Quando se usa a expressão caritas in veritate, percebe-se o alcance, mas adivinha-se também um certo perigo.
Não há dúvida de que, como diz o Papa, o amor «há-de ser compreendido, avaliado e praticado sob a luz da verdade».
Mas que verdade? A que eu encontro? A que surge a meus olhos como absoluta? E se o outro a contempla de modo diferente?
Recorde-se que, à luz da concepção grega (que radica na palavra aletheia), verdade é o que se deixa ver, é o que se desvela.
A verdade é, pois, predicada à realidade em si mesma e à percepção que cada um tem dela.
É por isso que, para mim, o outro pode não estar na verdade. Para o outro, posso ser eu a não estar na verdade.
Nesse caso, não vou amá-lo?
A expressão caritas in veritate pode sugerir, embora involuntariamente, uma certa anterioridade da verdade sobre o amor.
E o certo é que a história está cheia de crimes em nome da verdade. Por incrível que pareça, a verdade pretextou muitas vítimas.
Supostamente, quem não está na verdade merece castigo, penalização e não amor.
É curioso que na Bíblia (como, aliás, reconhece o Papa) aparece a expressão inversa: veritas in caritate (Ef 4, 15), a verdade no amor.
É, portanto, na escola do amor que se apreende a verdade.
Quando foi preciso dizer quem é Deus, S. João recorreu à linguagem do amor. Deus é amor (cf. 1Jo 4, 8.16).
A verdade acerca de Deus está no amor.
É por isso que a verdade que liberta é o amor, o amor que se dá sem medida.
O amor da verdade é inseparável da verdade do amor.
O amor da verdade não me inibe de propor ao outro aquilo em que acredito. Mas a verdade do amor impõe-me que eu respeite o outro mesmo que ele acredite no oposto.
Daí que Yves Congar tenha preconizado, como primeira condição da reforma da Igreja, a caritas, ou seja, «aquele amor desinteressado e realista que quer apenas o bem do outro».
Desligada do amor, a verdade apura-se ao modo de uma sentença judicial. Acaba por ser a autoridade a decidir por um dos lados.

- EXERCÍCIOS:
**1.** Reescreve em lista numerada as linhas da listagem, desde a linha que contém "If any large" até ao fim da listagem, incluindo ambas as pontas e deixando de fora as linhas em branco.
**2.** Continua a reflexão sobre o amor e a verdade a partir da última frase apresentada.

(Itens de dados)
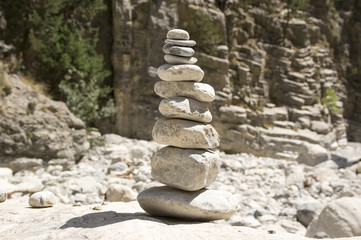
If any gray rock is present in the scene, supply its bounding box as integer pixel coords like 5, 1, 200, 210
297, 201, 324, 227
306, 197, 361, 238
163, 44, 194, 57
106, 184, 137, 202
29, 191, 56, 208
164, 39, 196, 47
152, 118, 220, 148
138, 187, 238, 221
158, 97, 212, 123
154, 81, 215, 102
151, 147, 221, 191
158, 64, 204, 82
297, 142, 330, 166
164, 54, 197, 64
167, 29, 189, 40
311, 121, 330, 134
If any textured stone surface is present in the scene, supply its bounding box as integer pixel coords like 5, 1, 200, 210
164, 39, 196, 47
163, 44, 194, 57
106, 184, 137, 202
164, 54, 197, 64
152, 118, 220, 148
29, 191, 56, 208
138, 187, 238, 221
0, 198, 348, 240
158, 64, 204, 82
0, 75, 89, 162
151, 147, 221, 191
154, 81, 215, 102
158, 97, 212, 123
306, 197, 361, 238
167, 29, 189, 40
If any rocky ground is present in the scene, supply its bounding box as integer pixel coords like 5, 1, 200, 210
0, 132, 361, 236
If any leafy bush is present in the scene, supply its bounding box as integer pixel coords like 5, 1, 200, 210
321, 88, 341, 114
0, 0, 113, 125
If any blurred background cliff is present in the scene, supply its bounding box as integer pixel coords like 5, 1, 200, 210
0, 0, 361, 161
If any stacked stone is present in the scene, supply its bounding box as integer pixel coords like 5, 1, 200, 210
138, 29, 238, 220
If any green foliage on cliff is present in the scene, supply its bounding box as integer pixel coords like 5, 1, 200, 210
321, 88, 341, 115
0, 0, 112, 124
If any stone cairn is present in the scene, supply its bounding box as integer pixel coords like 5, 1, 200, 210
138, 29, 238, 221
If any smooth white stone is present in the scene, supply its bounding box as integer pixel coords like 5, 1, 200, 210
152, 118, 220, 148
167, 29, 189, 40
158, 97, 212, 123
154, 81, 215, 102
151, 147, 221, 191
163, 44, 194, 57
138, 186, 238, 221
158, 64, 204, 82
29, 191, 56, 208
164, 39, 196, 47
164, 54, 198, 64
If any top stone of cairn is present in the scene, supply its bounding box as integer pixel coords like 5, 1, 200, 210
167, 29, 189, 40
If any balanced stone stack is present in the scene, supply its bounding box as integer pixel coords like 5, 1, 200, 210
138, 29, 238, 221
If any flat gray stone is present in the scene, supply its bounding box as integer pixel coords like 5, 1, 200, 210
138, 186, 238, 221
154, 81, 215, 102
163, 44, 194, 57
152, 118, 220, 148
158, 97, 212, 123
164, 54, 198, 64
164, 39, 196, 47
151, 147, 221, 191
167, 29, 189, 40
29, 191, 56, 208
158, 64, 204, 82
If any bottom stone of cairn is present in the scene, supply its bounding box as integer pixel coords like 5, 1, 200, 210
138, 186, 238, 221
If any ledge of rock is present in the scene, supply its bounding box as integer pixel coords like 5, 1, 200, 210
0, 197, 357, 240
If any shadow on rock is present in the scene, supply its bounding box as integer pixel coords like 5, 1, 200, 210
60, 211, 202, 229
60, 211, 162, 229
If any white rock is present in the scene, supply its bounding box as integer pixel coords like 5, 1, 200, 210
158, 64, 204, 82
0, 192, 7, 203
306, 197, 361, 238
163, 44, 194, 57
164, 39, 196, 47
29, 191, 56, 208
158, 97, 212, 123
167, 29, 189, 40
297, 142, 330, 166
138, 186, 238, 221
164, 54, 197, 64
151, 147, 221, 191
152, 118, 220, 148
106, 184, 137, 202
154, 81, 215, 102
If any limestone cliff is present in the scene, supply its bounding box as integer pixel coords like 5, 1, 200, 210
111, 0, 361, 159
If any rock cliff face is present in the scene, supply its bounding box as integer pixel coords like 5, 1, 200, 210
111, 0, 361, 161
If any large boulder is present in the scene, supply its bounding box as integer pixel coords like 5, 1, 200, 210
0, 75, 88, 168
306, 197, 361, 238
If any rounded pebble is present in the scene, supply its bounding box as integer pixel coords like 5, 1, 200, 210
29, 191, 56, 208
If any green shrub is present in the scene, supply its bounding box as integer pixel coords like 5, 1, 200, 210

- RESPOSTAS:
**1.**
1. If any large boulder is present in the scene, supply its bounding box as integer pixel coords like 5, 1, 200, 210
2. 0, 75, 88, 168
3. 306, 197, 361, 238
4. If any rounded pebble is present in the scene, supply its bounding box as integer pixel coords like 5, 1, 200, 210
5. 29, 191, 56, 208
6. If any green shrub is present in the scene, supply its bounding box as integer pixel coords like 5, 1, 200, 210

**2.**
Ora, a essência da verdade é o encontro potenciado pelo amor. Por vezes e como escreveu Wiliiam Carlos, «até a dissonância conduz à descoberta».
Num refrescante livro que acaba de aparecer entre nós, Timothy Radcliffe sublinha que «a atenção ao outro exige que eu aceite que ele se agarre firmemente a verdades que não se ajustam facilmente com aquilo em que eu acredito».
De resto, o Reino de Deus é espaçoso. Nele, há lugar para todos.
É, por conseguinte, o amor que verdadeia a própria verdade. Torna-a mais verdadeira, mais autêntica, mais universal.
O amor não permite que se exclua, que se persiga, que se condene.
O amor está sempre na verdade. E a verdade só pode estar no amor.
Quando tudo acabar, como anota Paulo, só o amor permanecerá.
O amor é a base de tudo. Inclusive da verdade.
Há sempre verdade no amor. Necessário é que não deixe de haver amor na procura e na partilha da verdade.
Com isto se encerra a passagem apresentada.